_Raw records_:
----

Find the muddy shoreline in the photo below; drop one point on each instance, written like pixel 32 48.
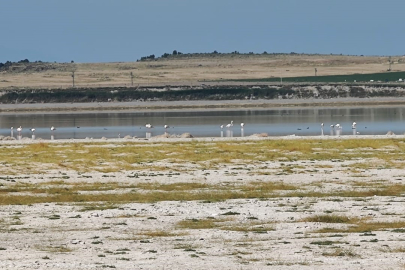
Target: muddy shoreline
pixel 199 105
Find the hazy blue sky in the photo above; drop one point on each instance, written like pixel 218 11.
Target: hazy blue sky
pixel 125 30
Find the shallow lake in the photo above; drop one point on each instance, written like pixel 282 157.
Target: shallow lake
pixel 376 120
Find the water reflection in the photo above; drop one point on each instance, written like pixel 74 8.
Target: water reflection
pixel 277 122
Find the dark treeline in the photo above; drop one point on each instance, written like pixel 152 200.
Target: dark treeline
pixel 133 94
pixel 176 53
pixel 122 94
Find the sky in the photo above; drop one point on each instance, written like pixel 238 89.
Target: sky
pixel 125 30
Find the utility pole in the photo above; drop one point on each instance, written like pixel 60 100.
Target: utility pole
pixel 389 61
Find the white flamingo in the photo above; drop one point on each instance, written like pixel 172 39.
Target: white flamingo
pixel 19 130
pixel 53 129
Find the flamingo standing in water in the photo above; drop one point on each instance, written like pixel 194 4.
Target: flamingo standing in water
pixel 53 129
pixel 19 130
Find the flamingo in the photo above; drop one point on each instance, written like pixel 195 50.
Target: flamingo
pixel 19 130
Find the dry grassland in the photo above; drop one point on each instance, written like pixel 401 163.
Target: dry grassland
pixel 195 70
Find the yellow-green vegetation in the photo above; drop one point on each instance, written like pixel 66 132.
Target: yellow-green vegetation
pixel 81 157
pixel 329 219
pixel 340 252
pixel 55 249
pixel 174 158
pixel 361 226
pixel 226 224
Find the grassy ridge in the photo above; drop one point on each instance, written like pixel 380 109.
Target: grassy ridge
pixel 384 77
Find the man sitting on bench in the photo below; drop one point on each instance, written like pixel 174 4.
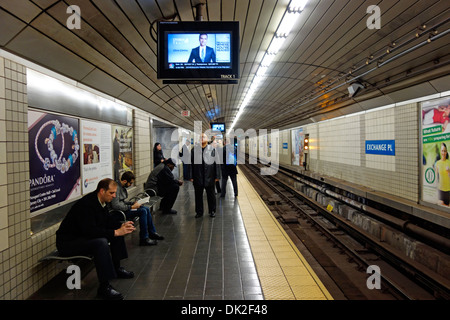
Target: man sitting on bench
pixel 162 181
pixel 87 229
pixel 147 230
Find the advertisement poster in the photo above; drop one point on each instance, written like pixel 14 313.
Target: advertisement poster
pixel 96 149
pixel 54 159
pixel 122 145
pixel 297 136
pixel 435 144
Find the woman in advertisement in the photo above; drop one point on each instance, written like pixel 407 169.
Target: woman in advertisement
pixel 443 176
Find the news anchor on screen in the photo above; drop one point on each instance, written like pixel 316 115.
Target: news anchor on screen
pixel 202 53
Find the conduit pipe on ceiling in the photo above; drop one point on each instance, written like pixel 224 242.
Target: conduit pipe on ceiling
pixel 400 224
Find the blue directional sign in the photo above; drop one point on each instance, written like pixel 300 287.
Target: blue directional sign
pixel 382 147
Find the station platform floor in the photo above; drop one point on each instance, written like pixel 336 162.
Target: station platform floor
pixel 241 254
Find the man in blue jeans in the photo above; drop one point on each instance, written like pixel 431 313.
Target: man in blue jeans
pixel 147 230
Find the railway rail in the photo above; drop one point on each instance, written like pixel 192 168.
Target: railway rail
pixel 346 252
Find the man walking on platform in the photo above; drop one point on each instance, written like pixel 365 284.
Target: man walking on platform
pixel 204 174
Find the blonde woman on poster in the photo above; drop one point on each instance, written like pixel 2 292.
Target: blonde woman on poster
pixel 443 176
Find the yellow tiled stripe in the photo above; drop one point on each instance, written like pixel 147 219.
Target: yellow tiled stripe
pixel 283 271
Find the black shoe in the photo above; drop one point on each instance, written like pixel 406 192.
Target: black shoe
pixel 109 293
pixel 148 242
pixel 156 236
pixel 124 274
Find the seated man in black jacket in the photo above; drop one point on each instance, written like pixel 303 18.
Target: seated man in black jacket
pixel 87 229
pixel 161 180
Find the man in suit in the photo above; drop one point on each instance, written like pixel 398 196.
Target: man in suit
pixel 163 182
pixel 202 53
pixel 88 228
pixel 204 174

----

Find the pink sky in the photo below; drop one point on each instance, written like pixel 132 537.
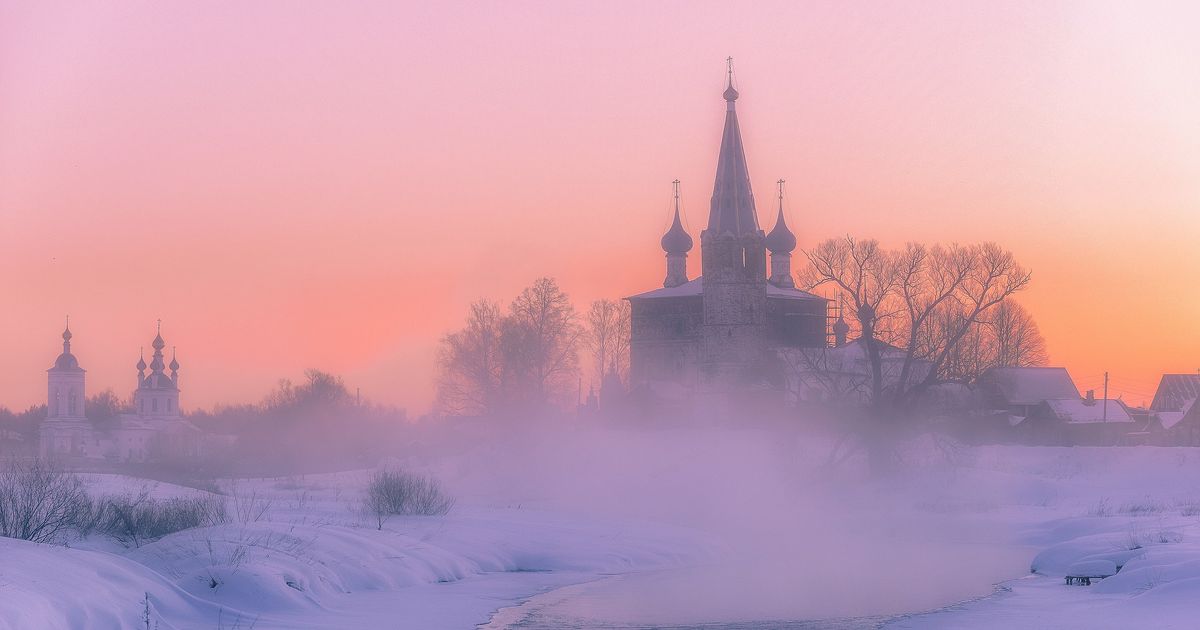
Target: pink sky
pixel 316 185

----

_Task description_: Copy the rows word for word, from the line with "Find the muddy" up to and including the line with "pixel 384 77". Leave the pictures out of your copy.

_In response_:
Find the muddy shoreline in the photo below; drop one point on each instance, written like pixel 32 48.
Target: muddy shoreline
pixel 199 105
Find the hazy blue sky in the photo above; drop one point on each instance, written like pixel 218 11.
Target: hazy blue sky
pixel 125 30
Find the shallow lake in the photo above; drop one point on each instance, written like pixel 282 157.
Target: shallow lake
pixel 376 120
Find the water reflection in the photo above; drop one point on each instance, written like pixel 74 8.
Target: water reflection
pixel 277 122
Find the dark treeline in the photo above; drop one point on each instance, written like pixel 152 200.
Target: dark treeline
pixel 133 94
pixel 176 53
pixel 122 94
Find the sky in the photo above; drop one point on each instance, written like pixel 238 89.
Target: sky
pixel 125 30
Find the utility pole in the photo above; drop one point on each instance, written like pixel 60 100.
Target: utility pole
pixel 389 61
Find the white flamingo in the photo above; drop one point on each instance, written like pixel 172 39.
Target: white flamingo
pixel 19 130
pixel 53 129
Find the flamingo standing in water in the photo above; drop one point on each instance, written like pixel 194 4.
Target: flamingo standing in water
pixel 53 129
pixel 19 130
Find the flamingo in the photo above; drop one point on each instance, written like pixel 195 50.
Target: flamingo
pixel 19 130
Find the dry grassland in the photo above; drop one point on each instance, written like pixel 401 163.
Target: dry grassland
pixel 195 70
Find the yellow-green vegetation in the photo above; drop one point on each instance, written like pixel 66 132.
Target: yellow-green vegetation
pixel 81 157
pixel 329 219
pixel 340 252
pixel 55 249
pixel 174 158
pixel 361 226
pixel 226 224
Find the grassy ridge in the photo above; drop one point on each instance, written like pixel 380 109.
Target: grassy ridge
pixel 384 77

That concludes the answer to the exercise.